- [Aim of the exercise]: Can you reproduce, character for character, the lines of the material below, starting at the line containing "white dress shown" and continuing through the last line of the material?
───
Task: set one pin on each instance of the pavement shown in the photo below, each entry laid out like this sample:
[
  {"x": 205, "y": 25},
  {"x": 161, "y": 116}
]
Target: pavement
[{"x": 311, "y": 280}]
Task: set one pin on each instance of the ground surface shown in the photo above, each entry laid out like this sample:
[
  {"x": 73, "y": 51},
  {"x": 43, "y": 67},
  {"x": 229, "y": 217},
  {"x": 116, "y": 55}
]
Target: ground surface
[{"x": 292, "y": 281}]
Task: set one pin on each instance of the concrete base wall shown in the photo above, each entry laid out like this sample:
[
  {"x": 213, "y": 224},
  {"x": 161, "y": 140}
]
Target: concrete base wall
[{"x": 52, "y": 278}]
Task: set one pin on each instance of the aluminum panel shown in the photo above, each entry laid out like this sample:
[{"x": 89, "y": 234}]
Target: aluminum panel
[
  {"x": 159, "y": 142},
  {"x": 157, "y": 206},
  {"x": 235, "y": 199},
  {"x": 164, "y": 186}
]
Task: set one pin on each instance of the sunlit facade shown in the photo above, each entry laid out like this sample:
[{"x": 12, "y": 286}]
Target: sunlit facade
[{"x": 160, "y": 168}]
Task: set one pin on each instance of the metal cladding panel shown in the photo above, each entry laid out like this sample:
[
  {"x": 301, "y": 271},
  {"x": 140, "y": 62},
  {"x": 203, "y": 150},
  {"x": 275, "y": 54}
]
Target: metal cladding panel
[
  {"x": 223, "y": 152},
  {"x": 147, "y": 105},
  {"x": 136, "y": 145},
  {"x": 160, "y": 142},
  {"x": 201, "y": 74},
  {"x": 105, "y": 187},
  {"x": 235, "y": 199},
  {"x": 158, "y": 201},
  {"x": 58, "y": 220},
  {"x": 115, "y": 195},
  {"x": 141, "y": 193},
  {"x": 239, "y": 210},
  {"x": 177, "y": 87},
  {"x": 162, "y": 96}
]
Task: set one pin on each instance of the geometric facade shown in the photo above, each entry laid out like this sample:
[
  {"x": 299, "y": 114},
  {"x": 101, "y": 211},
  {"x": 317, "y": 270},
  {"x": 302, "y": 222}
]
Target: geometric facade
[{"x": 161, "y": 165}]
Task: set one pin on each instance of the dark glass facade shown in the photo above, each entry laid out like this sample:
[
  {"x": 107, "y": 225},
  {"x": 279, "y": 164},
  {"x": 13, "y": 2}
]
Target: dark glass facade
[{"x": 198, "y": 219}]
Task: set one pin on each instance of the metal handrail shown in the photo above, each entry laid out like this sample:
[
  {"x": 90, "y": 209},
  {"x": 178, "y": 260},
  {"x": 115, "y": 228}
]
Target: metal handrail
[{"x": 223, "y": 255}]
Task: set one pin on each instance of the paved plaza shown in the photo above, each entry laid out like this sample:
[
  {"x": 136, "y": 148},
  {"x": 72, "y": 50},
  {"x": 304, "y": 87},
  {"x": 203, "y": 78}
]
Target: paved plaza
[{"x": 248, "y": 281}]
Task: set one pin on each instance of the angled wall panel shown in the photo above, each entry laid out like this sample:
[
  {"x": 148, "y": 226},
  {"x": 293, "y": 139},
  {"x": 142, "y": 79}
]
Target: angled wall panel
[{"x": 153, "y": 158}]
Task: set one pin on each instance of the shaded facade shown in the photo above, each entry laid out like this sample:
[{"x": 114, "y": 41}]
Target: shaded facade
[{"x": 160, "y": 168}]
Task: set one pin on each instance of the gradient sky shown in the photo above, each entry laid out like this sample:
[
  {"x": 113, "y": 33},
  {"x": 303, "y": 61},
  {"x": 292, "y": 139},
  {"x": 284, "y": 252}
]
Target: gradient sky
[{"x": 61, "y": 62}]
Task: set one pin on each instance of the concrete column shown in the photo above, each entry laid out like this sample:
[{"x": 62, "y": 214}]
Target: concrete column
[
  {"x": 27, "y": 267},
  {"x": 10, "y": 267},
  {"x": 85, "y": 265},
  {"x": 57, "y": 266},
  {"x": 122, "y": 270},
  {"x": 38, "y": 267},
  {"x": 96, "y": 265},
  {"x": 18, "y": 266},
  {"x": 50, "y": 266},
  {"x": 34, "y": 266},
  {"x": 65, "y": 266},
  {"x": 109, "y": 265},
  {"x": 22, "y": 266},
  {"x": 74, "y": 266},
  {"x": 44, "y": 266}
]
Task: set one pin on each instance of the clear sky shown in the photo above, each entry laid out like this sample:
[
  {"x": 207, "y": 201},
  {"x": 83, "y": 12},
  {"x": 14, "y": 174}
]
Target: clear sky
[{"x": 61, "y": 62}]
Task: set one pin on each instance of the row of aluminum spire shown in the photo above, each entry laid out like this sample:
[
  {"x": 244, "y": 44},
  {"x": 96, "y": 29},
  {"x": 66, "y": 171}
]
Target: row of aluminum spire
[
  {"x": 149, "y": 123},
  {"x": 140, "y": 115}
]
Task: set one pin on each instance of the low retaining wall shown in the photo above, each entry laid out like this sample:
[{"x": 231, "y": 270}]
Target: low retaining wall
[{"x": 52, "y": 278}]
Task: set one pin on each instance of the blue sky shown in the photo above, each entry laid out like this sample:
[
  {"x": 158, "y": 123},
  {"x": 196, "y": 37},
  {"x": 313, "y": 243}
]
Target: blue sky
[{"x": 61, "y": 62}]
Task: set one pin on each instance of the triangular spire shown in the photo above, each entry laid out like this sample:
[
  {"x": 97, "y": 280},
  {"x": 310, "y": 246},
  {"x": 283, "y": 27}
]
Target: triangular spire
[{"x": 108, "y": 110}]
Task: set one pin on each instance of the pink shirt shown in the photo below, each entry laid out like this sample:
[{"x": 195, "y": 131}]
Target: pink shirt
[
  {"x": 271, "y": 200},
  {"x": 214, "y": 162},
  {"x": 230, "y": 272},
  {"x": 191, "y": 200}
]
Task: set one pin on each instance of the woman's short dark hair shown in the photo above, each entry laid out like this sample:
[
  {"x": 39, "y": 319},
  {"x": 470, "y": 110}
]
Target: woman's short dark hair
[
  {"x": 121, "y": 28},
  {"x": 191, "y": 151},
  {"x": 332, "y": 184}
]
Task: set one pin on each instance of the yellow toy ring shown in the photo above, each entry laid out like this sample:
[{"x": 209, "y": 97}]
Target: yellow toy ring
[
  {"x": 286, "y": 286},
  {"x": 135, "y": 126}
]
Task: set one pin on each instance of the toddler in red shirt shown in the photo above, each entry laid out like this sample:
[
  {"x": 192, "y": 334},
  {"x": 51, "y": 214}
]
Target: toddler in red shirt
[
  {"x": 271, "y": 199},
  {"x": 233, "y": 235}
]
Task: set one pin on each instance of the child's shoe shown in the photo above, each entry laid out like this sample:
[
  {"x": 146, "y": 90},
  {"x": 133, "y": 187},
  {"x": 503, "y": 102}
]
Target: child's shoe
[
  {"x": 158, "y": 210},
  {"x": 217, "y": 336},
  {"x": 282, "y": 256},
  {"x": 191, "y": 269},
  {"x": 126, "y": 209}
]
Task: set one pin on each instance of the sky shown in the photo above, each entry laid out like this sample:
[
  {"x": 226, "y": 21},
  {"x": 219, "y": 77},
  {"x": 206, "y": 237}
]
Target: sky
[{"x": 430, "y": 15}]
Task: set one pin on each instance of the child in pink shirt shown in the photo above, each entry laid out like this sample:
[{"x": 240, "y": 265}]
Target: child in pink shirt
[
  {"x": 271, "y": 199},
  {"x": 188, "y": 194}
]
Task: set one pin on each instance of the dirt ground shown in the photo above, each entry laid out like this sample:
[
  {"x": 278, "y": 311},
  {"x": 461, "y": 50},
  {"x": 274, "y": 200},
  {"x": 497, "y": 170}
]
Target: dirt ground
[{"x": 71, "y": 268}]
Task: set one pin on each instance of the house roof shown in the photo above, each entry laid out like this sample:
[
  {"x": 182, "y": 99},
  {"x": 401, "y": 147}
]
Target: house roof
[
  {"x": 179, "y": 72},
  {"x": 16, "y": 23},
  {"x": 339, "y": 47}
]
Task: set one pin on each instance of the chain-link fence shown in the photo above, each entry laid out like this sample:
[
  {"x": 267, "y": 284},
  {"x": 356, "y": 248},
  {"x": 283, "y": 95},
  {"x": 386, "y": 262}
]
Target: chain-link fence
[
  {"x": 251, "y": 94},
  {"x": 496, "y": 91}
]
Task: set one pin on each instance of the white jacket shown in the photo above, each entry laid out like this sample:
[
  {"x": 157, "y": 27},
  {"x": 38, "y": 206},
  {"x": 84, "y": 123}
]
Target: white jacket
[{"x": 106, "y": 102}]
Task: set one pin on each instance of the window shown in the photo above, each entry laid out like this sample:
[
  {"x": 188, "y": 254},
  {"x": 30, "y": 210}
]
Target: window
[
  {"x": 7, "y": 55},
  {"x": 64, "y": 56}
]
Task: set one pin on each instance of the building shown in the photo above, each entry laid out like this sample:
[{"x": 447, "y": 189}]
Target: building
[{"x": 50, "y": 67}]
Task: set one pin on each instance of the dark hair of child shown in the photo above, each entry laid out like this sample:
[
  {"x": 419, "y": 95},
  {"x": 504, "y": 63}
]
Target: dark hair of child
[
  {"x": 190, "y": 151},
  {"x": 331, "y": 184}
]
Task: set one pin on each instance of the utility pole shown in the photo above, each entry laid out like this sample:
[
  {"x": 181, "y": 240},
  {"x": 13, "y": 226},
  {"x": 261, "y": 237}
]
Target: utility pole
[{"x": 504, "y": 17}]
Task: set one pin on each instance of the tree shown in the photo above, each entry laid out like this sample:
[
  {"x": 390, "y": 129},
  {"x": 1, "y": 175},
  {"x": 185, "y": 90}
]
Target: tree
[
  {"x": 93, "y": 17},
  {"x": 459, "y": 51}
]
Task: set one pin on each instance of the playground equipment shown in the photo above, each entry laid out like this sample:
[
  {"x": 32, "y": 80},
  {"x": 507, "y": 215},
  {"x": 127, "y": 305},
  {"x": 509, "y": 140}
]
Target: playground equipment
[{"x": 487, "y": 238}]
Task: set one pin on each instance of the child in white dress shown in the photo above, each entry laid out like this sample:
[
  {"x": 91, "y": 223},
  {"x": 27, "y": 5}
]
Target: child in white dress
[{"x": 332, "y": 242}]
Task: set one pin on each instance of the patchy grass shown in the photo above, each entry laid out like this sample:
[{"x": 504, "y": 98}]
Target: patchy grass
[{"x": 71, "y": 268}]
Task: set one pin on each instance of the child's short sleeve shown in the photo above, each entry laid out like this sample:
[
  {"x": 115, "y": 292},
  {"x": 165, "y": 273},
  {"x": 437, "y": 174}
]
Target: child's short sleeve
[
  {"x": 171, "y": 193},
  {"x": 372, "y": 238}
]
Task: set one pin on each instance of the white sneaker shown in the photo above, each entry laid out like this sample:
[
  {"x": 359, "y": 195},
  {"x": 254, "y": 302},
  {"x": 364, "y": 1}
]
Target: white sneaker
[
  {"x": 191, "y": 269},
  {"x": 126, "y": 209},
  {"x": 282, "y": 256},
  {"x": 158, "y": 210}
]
───
- [Output for this task]:
Task: set one pin on each instance of the child in white dress shown in the photo above, each entry laid out like this sample:
[
  {"x": 91, "y": 223},
  {"x": 27, "y": 5}
]
Target: child in white dress
[{"x": 332, "y": 242}]
Task: set one pin on each instance of the patchy grass shown in the photo above, each entry laid out like this sample:
[{"x": 504, "y": 98}]
Target: patchy grass
[{"x": 71, "y": 268}]
Task: set one pin on each instance of the child's short sleeve shown in the photo above, each entry laid out like this sample:
[
  {"x": 115, "y": 292},
  {"x": 165, "y": 273},
  {"x": 437, "y": 174}
]
Target: child's short sleeve
[
  {"x": 171, "y": 193},
  {"x": 372, "y": 238}
]
Task: set one pin on each instance of the white sneaker shown in the photo above, each entry laid out like this sample:
[
  {"x": 359, "y": 195},
  {"x": 254, "y": 302},
  {"x": 364, "y": 1}
]
Target: white sneaker
[
  {"x": 191, "y": 269},
  {"x": 126, "y": 209},
  {"x": 282, "y": 256},
  {"x": 158, "y": 210}
]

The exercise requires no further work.